* [Work instructions]:
#1 Reproduce the value engineering passage starting at "Fortunately, this is" and ending at "IS VALUE ENGINEERING?".
#2 Continue the value engineering passage from its final sentence.

* [Text section]:
----

Fortunately, this is a false dichotomy, albeit a pervasive one. While budgets do influence many elements of a design project, they never need to compromise the overall experience. The key to balancing both experience and cost lies in the careful application of value engineering. Value engineering is a cross-disciplinary methodology that aims to identify and prioritize the core aspects of a design project while de-emphasising nonessential elements. This paradigm allows designers to direct resources where they will have the most impact, improving the overall experience without inflating the budget.



WHAT IS VALUE ENGINEERING?


Value engineering is a continuous process by which designers balance performance with cost. To do so, they define value as the ratio between outcome and expenses. Thus, increasing a solution's value requires improving outcome metrics without increasing expenses, or decreasing expenses without reducing outcome metrics.

----

* [Given entries]:
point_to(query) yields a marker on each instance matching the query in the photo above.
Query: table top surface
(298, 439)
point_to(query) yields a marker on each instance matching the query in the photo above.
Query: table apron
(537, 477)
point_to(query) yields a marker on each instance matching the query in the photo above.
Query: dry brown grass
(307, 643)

----

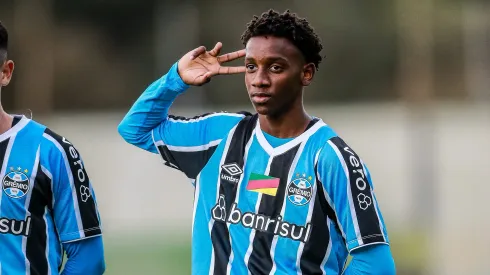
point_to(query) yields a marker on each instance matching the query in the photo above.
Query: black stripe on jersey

----

* [Set of answers]:
#1
Fortunately, this is a false dichotomy, albeit a pervasive one. While budgets do influence many elements of a design project, they never need to compromise the overall experience. The key to balancing both experience and cost lies in the careful application of value engineering. Value engineering is a cross-disciplinary methodology that aims to identify and prioritize the core aspects of a design project while de-emphasising nonessential elements. This paradigm allows designers to direct resources where they will have the most impact, improving the overall experience without inflating the budget.



WHAT IS VALUE ENGINEERING?

#2
For value engineering to work, clients should define their desired outcome as specifically as possible. In the case of tradeshow fabrication, for example, the outcome metrics might relate to audience engagement, which requires a balance of eye-catching design with a substantive brand experience. Decisions that contribute positively to these two metrics more than they inflate the budget add value. Those that do not contribute meaningfully to these metrics, or that only do so at a prohibitive expense, do not add value.


Of course, no budget is unlimited, so it's not possible to implement every idea that would theoretically add value to the experience. Instead, value engineering helps prioritize how you allocate limited resources. Rather than viewing savings and style as an either-or proposition, you can have both. You simply need to put resources toward the features that add the most value while reigning in spending that doesn't significantly improve the audience's experience. If making one part of the exhibit flashier would improve engagement but cost money, it's likely worth doing, so long as you can offset the cost by keeping less important elements more streamlined.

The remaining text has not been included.